**Task**
Whenever the word "query" appears in a line of the listing, copy that line.

· · ·

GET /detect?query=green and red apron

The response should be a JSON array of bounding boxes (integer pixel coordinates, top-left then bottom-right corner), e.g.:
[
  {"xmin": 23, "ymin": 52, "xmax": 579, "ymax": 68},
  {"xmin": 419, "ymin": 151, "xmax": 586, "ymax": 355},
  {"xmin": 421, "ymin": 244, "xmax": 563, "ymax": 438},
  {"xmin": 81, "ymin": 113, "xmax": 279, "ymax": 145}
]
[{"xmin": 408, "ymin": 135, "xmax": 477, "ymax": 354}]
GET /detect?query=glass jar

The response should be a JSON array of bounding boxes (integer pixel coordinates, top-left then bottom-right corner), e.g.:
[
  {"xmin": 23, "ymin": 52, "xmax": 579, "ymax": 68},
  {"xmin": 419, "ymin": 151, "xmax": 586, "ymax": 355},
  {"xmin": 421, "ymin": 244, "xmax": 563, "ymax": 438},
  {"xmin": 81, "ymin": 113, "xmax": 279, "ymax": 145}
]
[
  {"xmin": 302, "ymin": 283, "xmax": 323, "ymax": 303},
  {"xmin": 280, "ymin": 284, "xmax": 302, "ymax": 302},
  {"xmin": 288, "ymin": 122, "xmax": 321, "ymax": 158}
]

· · ·

**Answer below**
GET /detect?query=green and red apron
GET /detect?query=glass jar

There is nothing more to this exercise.